**SOAL TERTULIS A**.
Jawablah pertanyaan berikut berdasarkan teks tentang pengertian keadilan.
(i) Menurut Aristoteles, kelayakan diartikan sebagai apa?
(ii) Menurut Plato, siapa yang dikatakan adil?
(iii) Mengapa Socrates memproyeksikan keadilan kepada pemerintah?

**TEKS BACAAN**.
Pengertian Keadilan
Keadilan menurut
Aristoteles adalah kelayakan dalam tindakan manusia. Kelayakan diartikan
sebagai titik tengah antara kedua ujung ekstrem yang terlalu banyak dan terlalu
sedikit. Kedua ujung ekstrem ini menyangkut dua orang atau benda. Bila kedua
orang tersebut mempunyai kesamaan dalam ukuran yang telah ditetapkan, maka
masing-masing orang harus memperoleh benda atau hasil yang sama, kalau tidak
sama, maka masing – masing orang akan menerima bagian yang tidak sama,
sedangkan pelangggaran terjadap proporsi tersebut disebut tidak adil.
Keaadilan oleh Plato
diproyeksikan pada diri manusia sehingga yang dikatakan adil adalah orang yang
mengendalikan diri dan perasaannya dikendalikan oleh akal. Socrates
memproyeksikan keadilan pada pemerintahan. Menurut Socrates, keadilan akan
tercipta bilamana warga Negara sudah merasakan bahwa pemerintah sudah melakukan
tugasnya dengan baik. Mengapa diproyeksikan kepada pemerintah ? sebab
pemerintah adalah pimpinan pokok yang menentukan dinamika masyarakat. Kong Hu
Cu berpendapat bahwa keadilan terjadi apabila anak sebagai anak, bila ayah
sebagai ayah, bila raja sebagai raja, masing-masing telah melaksanakan
kewajibannya. Pendapat ini terbatas pada nilai-nilai tertentu yang sudah
diyakini atau disepakati.
Menurut pendapat yang
lebih umum dikatakan bahwa keadilan itu adalah pengakuan dan pelakuan yang
seimbang antara hak-hak dan kewajiban. Keadilan terletak pada keharmonisan
menuntuk hak dan menjalankan kewajiban. Atau dengan kata lain, keadilan adalah
keadaan bila setiap orang memperoleh apa yang menjadi hak nya dan setiap orang
memperoleh bagian yang sama dari kekayaan bersama.

**DATA TUGAS**.
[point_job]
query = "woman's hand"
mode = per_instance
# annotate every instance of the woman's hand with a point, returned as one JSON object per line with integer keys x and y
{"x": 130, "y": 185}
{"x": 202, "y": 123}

**SOAL TERTULIS B**.
Skalakan ulang seluruh listing anotasi titik di atas dengan menulis kembali semua barisnya, termasuk permintaannya. Kalikan setiap nilai koordinat x dan y pada jawaban dengan 2,1, lalu bulatkan ke bilangan bulat terdekat dengan nilai setengah dibulatkan ke atas.

**JAWABAN LENGKAP A**.
(i) Titik tengah antara kedua ujung ekstrem yang terlalu banyak dan terlalu sedikit.
(ii) Orang yang mengendalikan diri dan perasaannya dikendalikan oleh akal.
(iii) Sebab pemerintah adalah pimpinan pokok yang menentukan dinamika masyarakat.

**JAWABAN LENGKAP B**.
[point_job]
query = "woman's hand"
mode = per_instance
# annotate every instance of the woman's hand with a point, returned as one JSON object per line with integer keys x and y
{"x": 273, "y": 389}
{"x": 424, "y": 258}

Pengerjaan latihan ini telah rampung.